▶ [Text passage]

· · ·

And how do I know that Google's Gmail uses free-software spell-checkers? Well, I used a method very similar to that described in the article. I'm the author of one of the dictionaries that Google "adopted", and I deliberately inserted some "misspelled" (aka "easter-egg") words into the dictionary, so I can immediately recognize a spell-checker based on my dictionary - and it turns out that Google's Gmail spell-checker is indeed based on my dictionary.

So it's great that Google reuses other software - free-software and commercial software - but they should learn to give credit where credit is due. It doesn't have to be the google.com homepage (of course) - even in some deep-down help page would do.

Share
twitter facebook
- Re: (Score:2, Insightful)
  
  by limecat4eva ( 1055464 ) writes:
  
  If you didn't want society as a whole to benefit from your code, why did you release it under an open source license in the first place? God almighty, you GPL whiners are the best argument going for BSD-style licenses.
- Re: (Score:2)
  
  by Watson Ladd ( 955755 ) writes:
  
  So your the one who made me lose points on that paper!

· · ·

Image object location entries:
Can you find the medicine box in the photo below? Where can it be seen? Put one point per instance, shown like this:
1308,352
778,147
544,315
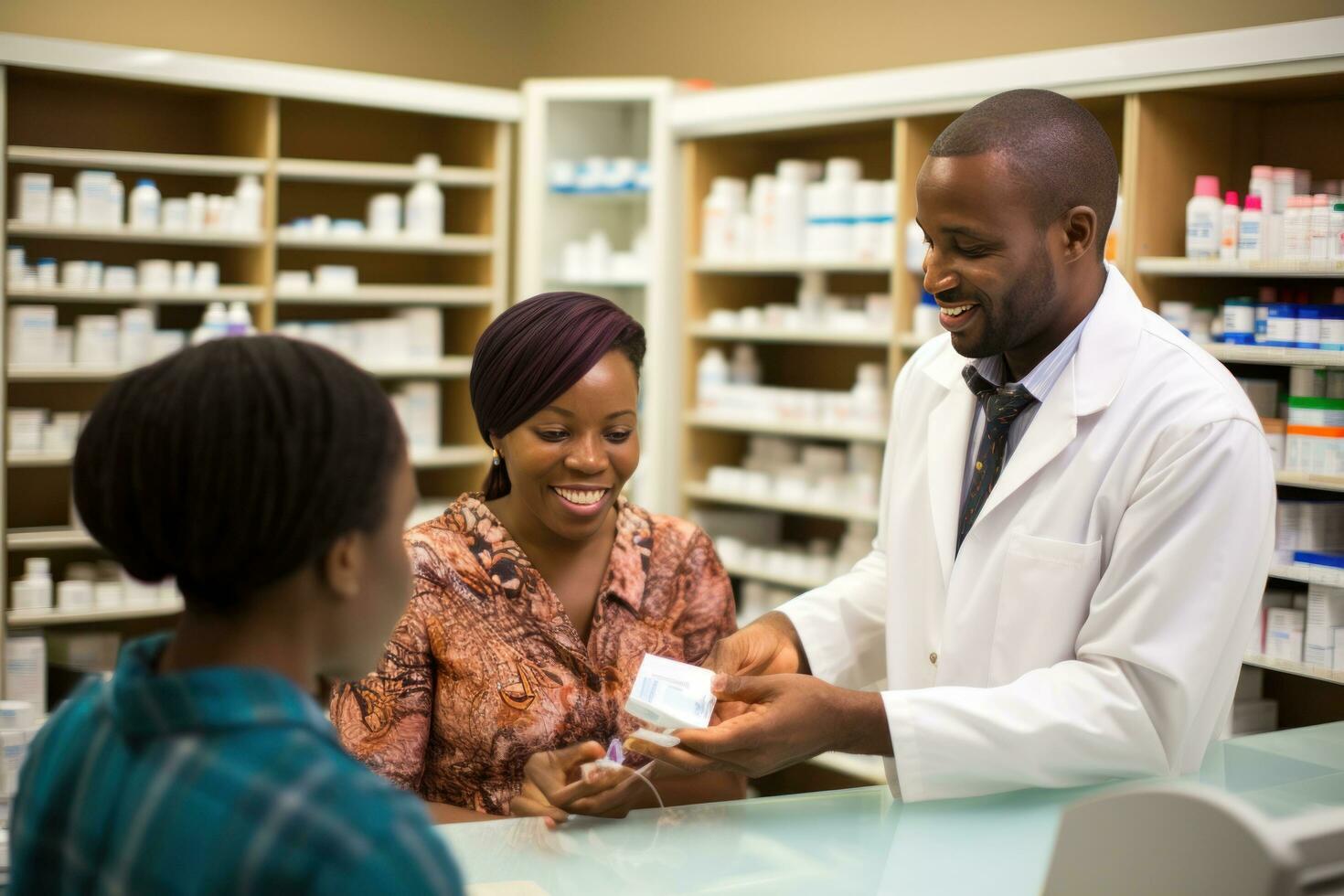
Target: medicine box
671,695
26,670
1254,716
1273,598
1263,392
33,335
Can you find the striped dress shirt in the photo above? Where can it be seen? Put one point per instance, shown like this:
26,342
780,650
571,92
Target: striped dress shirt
1038,382
220,781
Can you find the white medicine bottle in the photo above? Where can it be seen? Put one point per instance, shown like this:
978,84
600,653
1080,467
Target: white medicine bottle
745,368
867,395
1250,240
720,218
1203,219
1230,232
711,377
248,205
144,206
425,200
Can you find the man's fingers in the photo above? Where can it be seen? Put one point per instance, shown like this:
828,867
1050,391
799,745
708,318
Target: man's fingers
675,756
742,688
577,753
522,807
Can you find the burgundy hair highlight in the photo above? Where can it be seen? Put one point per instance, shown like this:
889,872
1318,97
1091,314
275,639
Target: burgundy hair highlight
534,352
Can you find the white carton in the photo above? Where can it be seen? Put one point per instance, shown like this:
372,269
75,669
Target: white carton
671,695
26,670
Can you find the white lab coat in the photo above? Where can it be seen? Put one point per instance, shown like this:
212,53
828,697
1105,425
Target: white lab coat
1093,624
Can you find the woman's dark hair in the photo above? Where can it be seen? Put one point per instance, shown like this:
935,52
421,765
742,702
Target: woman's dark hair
534,352
235,464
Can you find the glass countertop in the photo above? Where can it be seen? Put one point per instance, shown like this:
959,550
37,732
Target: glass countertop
858,841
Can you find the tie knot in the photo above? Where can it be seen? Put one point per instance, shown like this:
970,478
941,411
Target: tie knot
1003,403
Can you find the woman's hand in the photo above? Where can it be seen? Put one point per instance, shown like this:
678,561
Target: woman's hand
554,789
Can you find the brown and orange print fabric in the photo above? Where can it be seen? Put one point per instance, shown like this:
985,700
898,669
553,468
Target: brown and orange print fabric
486,669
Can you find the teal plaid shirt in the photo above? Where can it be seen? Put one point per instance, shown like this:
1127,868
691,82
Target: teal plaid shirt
210,781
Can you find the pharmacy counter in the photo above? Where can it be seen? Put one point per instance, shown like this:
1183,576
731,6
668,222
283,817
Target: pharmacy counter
857,841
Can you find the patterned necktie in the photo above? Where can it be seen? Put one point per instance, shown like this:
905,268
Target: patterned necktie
1001,406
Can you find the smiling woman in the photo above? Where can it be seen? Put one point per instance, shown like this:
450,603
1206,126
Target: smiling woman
537,600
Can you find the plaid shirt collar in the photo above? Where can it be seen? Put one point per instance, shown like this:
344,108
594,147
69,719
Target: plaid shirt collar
145,703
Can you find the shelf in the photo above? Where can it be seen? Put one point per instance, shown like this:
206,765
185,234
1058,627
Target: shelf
1178,266
46,458
65,374
1281,357
1308,572
451,367
397,294
609,283
801,583
428,509
600,195
791,337
795,268
795,430
1320,673
451,455
137,162
702,492
445,245
1310,481
30,618
368,172
869,769
54,538
126,235
251,294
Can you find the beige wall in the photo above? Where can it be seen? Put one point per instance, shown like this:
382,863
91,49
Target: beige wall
481,42
731,42
734,42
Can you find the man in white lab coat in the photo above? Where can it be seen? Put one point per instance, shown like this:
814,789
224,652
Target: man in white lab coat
1077,512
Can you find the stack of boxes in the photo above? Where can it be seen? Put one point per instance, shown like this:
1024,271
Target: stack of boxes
1301,627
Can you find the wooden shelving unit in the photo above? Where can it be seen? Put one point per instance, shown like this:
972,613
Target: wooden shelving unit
323,149
804,359
1217,117
251,294
702,492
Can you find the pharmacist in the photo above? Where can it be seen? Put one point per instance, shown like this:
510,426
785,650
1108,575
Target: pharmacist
1077,512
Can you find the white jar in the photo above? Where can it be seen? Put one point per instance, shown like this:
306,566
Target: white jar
711,377
385,215
249,203
1250,240
74,595
144,206
720,218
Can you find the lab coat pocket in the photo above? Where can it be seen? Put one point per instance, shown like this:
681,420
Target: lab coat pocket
1043,600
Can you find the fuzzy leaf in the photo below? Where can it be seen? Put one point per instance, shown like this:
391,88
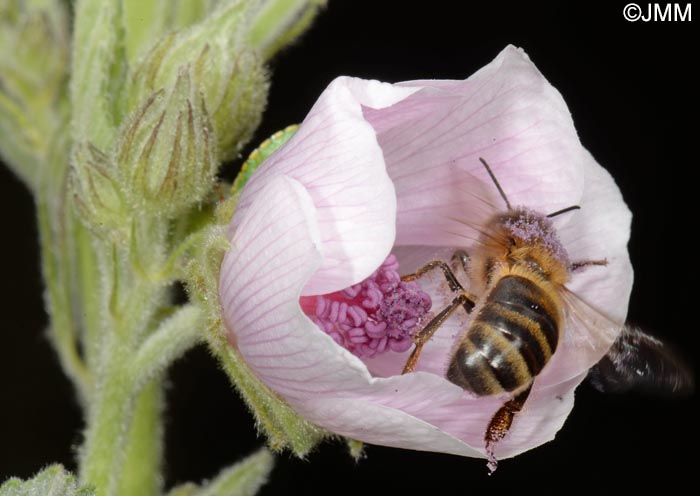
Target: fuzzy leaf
52,481
98,72
165,153
33,61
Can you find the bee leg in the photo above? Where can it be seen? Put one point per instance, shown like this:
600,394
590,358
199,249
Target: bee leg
500,424
574,266
460,257
424,335
452,281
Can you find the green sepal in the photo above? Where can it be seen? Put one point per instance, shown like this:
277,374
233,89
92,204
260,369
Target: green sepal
356,448
33,51
279,22
242,479
283,428
52,481
97,195
227,71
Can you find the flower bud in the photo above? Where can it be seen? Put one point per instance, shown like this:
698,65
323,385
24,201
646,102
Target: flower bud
165,153
33,50
96,191
225,69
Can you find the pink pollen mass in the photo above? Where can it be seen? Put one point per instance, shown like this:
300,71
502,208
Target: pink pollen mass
374,316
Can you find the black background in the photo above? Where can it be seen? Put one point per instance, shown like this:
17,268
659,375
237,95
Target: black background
631,92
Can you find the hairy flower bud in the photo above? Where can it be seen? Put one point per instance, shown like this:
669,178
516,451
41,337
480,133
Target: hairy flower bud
165,153
225,69
96,192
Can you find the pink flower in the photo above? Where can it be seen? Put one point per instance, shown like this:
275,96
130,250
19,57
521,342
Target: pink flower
375,169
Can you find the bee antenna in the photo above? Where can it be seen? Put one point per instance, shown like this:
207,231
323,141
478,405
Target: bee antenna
564,210
495,181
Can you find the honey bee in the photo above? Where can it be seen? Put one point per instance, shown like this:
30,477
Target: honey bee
521,308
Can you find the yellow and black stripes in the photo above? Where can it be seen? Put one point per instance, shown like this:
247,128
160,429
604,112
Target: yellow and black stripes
510,340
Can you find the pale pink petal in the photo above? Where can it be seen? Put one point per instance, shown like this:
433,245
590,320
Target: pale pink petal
335,155
275,250
319,216
506,113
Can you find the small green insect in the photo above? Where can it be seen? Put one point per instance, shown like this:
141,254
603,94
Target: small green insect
266,148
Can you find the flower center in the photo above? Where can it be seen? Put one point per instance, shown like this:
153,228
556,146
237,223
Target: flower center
373,316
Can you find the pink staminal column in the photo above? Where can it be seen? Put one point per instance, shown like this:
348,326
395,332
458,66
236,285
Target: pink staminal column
378,314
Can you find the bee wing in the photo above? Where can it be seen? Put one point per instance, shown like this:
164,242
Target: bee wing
587,336
638,361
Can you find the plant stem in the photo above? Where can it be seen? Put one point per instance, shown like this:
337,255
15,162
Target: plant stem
140,474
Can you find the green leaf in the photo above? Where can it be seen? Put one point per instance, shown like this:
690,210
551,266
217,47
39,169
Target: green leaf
98,72
241,479
165,152
97,194
52,481
284,428
227,72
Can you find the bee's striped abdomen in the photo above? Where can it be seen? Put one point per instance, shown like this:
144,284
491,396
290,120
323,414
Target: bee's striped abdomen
509,341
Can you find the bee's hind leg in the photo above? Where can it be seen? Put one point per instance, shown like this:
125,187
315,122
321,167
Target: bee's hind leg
574,266
500,425
424,335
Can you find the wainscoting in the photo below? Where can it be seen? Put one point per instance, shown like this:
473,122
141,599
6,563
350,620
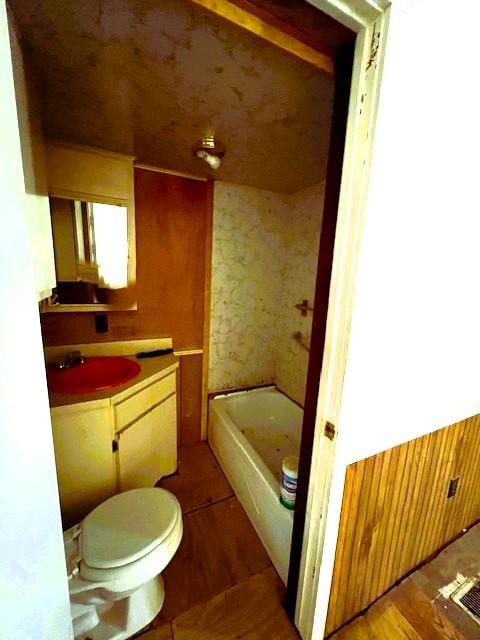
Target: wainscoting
396,513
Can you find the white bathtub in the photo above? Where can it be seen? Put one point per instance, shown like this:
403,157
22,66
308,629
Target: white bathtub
250,433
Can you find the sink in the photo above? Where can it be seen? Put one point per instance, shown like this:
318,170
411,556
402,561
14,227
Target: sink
94,374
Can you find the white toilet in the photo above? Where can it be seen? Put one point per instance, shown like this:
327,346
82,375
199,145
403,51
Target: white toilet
114,560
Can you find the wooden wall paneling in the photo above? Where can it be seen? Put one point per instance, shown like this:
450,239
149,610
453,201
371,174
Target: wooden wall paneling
396,513
190,398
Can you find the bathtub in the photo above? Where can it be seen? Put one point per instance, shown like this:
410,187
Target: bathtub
250,432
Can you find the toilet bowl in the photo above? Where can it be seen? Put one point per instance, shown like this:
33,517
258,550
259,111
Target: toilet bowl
114,560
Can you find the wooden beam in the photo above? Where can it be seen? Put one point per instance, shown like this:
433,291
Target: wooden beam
268,31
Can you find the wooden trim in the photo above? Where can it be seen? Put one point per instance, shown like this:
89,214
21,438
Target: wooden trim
273,34
301,21
83,147
188,352
170,172
327,473
86,308
343,65
206,310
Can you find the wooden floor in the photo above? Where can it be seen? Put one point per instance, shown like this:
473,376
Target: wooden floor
420,607
220,584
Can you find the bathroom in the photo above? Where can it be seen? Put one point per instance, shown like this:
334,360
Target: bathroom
222,263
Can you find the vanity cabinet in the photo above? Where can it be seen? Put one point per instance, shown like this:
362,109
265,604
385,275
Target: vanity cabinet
125,441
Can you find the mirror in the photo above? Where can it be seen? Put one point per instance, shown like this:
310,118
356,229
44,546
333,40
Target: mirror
92,244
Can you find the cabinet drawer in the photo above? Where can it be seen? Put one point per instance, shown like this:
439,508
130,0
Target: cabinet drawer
129,410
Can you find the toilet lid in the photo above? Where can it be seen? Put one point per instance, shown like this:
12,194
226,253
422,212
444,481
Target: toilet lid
127,526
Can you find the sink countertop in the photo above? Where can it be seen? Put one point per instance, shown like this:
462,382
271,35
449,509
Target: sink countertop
156,367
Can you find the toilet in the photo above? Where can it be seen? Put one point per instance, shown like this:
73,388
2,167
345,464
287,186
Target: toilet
115,557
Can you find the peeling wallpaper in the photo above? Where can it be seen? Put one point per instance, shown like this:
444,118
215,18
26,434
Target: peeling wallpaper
150,78
264,261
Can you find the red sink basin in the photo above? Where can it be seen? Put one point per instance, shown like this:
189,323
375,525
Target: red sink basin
94,374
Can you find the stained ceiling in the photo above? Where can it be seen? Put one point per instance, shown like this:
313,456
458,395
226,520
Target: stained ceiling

· · ·

▶ [Tasks for this exercise]
1. Answer these questions using the forum thread on Gmail's spell-checker:
(a) What did the dictionary's author deliberately insert into the dictionary?
(b) Instead of the google.com homepage, where does the author say credit could be given?
(c) According to limecat4eva, what are "GPL whiners" the best argument for?
2. Pick up the forum thread on Gmail's spell-checker after its last reply, and continue it.

▶ [Outputs by task]
1.
(a) Some "misspelled" (aka "easter-egg") words.
(b) In some deep-down help page.
(c) BSD-style licenses.

2.
- Re: (Score:1, Interesting)
  
  by Dominic_Mazzoni ( 125164 ) writes:
  
  I work at Google. Email me with more information and I'll pass it on to the Gmail team.
  - Re: (Score:2)
    
    by Dominic_Mazzoni ( 125164 ) writes:
    
    Why was this modded as flamebait? Look me up, I really do work at Google. I'd be happy to pass this on to the Gmail team, I think it deserves a response.
- Re:This wouldn't be the first time... (Score:5, Insightful)
  
  by Anonymous Coward writes: on Sunday April 08, 2007 @04:23PM (#18657477)
  
  the dozens of person-years that went into writing the actual dictionaries for aspell were simply co-opted by Google.
  Get off your high horse - you're just another holy roller.
  
  Thousands of people donate their time, money, and code to GPL-licensed projects. As one of those contributors, I can tell you that I don't believe that Google is doing anything wrong at all with aspell. The terms of the license are clear. Users are no way required to give attribution. In fact, there is not even a suggestion, hint, or implication that attribution would be nice. You suggesting that it should be that way is fine, but to state that aspell was "co-opted" is factually incorrect and falsely implies that Google is doing something against the GPL license.
  
  If you, as a contributor to aspell, don't like aspell's license terms, you are free to start another project with similar goals under different license terms.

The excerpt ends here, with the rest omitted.